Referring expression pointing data
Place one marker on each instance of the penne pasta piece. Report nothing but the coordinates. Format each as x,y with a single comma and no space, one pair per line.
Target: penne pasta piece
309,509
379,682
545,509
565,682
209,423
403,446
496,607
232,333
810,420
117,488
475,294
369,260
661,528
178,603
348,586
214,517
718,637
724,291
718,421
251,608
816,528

▸ **WORK TO COMPLETE**
Retype each of the preceding records exactly as printed.

▸ **EXERCISE RESPONSE**
Place one marker on each instance of the penne pasta piece. Report nothing but the coordinates. Format each as x,y with a single comma and no space, one pair per line.
Target: penne pasta piece
309,509
379,682
545,509
565,682
209,423
403,446
496,607
232,333
810,420
117,488
475,294
369,260
661,528
178,603
348,586
214,517
718,637
724,291
718,421
251,608
816,528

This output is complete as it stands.